(Extracted data entries)
□ □ □ □ □ □ □

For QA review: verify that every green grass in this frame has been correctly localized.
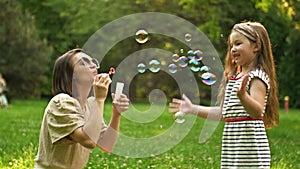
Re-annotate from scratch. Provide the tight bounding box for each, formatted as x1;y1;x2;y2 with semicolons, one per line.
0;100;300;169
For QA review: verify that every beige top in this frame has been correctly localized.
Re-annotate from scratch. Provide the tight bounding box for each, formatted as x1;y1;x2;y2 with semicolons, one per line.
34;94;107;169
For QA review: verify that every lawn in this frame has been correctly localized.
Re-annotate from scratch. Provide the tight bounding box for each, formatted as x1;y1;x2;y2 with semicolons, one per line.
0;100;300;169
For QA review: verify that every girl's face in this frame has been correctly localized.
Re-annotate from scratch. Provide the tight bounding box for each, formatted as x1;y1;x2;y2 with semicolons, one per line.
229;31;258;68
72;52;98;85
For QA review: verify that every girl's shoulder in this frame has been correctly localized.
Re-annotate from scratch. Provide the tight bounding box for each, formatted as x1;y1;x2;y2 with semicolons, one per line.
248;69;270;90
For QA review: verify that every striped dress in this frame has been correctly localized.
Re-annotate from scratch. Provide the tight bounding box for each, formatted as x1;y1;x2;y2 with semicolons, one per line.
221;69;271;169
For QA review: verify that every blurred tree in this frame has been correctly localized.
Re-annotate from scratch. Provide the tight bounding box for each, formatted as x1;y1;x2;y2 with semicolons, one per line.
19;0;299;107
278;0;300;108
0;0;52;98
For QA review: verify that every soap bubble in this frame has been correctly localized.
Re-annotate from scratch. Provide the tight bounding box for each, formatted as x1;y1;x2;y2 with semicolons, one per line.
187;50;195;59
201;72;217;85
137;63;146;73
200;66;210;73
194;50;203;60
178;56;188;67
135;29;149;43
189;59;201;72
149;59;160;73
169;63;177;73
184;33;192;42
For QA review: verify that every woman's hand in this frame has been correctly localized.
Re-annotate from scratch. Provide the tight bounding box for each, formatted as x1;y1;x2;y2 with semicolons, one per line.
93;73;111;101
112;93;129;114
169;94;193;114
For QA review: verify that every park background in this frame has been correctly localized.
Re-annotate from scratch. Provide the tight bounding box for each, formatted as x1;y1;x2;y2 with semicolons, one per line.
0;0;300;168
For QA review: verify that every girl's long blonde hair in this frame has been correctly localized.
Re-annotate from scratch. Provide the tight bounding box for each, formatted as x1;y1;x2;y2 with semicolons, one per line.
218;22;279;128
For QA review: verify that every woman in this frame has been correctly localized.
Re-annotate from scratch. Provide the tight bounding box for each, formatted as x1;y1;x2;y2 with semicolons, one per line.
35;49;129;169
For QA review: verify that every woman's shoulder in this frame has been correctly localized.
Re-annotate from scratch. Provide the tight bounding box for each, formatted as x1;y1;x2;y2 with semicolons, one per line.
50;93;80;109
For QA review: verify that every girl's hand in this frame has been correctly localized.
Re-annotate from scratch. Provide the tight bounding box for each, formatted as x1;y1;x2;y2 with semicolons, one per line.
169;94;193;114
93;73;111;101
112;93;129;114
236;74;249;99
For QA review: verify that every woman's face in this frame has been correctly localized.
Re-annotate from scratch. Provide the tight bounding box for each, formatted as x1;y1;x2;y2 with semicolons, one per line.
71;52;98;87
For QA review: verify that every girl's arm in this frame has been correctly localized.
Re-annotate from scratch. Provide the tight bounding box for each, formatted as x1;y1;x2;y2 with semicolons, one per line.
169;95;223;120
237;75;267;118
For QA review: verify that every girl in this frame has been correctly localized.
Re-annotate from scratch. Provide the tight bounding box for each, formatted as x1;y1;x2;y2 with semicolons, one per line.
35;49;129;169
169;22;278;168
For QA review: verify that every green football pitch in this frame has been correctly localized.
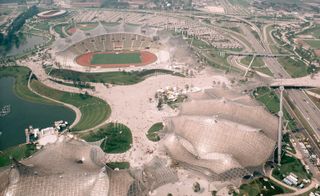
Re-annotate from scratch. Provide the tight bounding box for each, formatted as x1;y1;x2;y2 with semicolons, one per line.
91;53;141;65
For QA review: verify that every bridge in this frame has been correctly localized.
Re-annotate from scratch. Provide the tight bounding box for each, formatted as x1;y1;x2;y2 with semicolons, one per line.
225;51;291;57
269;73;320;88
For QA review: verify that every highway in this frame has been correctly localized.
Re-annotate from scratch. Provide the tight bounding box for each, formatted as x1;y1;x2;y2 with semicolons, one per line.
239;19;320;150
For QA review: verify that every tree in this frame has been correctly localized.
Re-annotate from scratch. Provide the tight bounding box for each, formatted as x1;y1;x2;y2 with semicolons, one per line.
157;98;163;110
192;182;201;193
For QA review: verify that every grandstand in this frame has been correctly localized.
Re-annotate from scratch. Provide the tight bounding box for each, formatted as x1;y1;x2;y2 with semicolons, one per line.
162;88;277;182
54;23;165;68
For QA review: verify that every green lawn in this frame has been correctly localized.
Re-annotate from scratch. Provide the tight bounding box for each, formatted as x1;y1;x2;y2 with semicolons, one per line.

□ □ □ □ □ □ □

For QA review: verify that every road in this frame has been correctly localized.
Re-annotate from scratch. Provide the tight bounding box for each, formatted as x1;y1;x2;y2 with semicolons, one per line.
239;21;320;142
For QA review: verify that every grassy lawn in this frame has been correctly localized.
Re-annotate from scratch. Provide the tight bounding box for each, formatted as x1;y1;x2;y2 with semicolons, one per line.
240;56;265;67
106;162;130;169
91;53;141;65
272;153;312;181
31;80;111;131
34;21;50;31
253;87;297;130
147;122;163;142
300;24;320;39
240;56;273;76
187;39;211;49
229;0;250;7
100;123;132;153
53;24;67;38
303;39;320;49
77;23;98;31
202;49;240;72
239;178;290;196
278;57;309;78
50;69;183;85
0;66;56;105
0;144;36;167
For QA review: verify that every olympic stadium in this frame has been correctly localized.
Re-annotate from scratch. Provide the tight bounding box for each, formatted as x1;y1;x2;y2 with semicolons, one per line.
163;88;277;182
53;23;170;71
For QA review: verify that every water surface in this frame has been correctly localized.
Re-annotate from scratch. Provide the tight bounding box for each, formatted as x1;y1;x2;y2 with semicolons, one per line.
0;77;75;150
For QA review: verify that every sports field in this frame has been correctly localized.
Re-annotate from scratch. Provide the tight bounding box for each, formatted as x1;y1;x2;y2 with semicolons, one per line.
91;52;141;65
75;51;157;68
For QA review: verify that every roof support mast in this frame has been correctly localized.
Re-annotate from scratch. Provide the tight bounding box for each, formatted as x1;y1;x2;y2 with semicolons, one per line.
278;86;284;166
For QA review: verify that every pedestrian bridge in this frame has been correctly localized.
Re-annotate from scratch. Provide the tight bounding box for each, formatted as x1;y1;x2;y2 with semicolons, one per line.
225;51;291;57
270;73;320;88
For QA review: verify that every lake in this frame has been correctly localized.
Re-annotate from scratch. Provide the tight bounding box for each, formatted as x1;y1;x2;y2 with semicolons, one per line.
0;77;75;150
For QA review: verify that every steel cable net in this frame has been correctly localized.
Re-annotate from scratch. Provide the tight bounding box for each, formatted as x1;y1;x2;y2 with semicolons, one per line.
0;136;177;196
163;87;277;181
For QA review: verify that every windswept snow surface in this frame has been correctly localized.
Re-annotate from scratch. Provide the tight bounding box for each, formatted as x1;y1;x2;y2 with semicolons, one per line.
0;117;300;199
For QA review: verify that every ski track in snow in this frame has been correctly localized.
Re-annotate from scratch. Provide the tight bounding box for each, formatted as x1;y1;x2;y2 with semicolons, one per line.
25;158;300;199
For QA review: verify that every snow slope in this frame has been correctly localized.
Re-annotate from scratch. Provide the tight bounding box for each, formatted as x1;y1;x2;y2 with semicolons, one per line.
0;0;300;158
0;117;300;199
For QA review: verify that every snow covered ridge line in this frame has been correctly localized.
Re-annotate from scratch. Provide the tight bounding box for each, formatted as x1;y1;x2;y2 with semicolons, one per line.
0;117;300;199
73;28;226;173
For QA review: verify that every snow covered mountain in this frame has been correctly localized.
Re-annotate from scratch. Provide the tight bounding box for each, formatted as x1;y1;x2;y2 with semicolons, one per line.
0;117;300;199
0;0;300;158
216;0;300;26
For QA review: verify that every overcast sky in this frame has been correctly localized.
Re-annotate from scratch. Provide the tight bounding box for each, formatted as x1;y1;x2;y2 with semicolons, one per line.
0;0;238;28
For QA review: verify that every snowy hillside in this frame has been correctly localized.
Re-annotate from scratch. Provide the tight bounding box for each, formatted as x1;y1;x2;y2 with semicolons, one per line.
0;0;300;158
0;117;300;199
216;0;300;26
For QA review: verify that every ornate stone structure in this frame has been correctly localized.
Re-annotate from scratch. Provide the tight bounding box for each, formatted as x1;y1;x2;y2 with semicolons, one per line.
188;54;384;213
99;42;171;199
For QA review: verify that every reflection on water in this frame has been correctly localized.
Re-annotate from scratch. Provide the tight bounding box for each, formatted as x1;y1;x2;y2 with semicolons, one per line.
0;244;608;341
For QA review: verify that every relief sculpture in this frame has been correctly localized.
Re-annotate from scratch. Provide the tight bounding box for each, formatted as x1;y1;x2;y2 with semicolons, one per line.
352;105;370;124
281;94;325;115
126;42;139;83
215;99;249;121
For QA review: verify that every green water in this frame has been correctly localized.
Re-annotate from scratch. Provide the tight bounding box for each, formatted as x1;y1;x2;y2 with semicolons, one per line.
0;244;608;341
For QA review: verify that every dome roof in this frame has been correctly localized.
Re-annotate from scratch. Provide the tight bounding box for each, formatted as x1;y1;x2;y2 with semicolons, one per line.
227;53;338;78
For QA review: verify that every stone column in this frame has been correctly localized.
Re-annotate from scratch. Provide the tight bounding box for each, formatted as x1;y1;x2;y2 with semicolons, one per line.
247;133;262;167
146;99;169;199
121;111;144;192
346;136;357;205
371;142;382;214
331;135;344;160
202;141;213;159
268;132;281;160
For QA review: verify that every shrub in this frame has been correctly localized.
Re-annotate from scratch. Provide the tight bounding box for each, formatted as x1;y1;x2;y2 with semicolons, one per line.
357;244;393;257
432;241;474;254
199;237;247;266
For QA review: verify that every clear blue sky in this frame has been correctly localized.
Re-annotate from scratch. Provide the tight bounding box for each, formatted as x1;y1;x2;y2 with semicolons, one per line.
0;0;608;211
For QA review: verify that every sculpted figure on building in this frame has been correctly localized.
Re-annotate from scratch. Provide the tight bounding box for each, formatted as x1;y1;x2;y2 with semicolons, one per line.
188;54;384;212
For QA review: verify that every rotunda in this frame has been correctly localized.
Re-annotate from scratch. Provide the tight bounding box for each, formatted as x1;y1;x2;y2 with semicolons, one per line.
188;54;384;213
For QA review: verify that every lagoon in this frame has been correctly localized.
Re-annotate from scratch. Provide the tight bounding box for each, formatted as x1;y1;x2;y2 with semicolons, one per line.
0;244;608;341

□ □ □ □ □ □ □

● Objective
How many lines in the entries contain the string "covered", matching case? Give only the number.

● Full output
2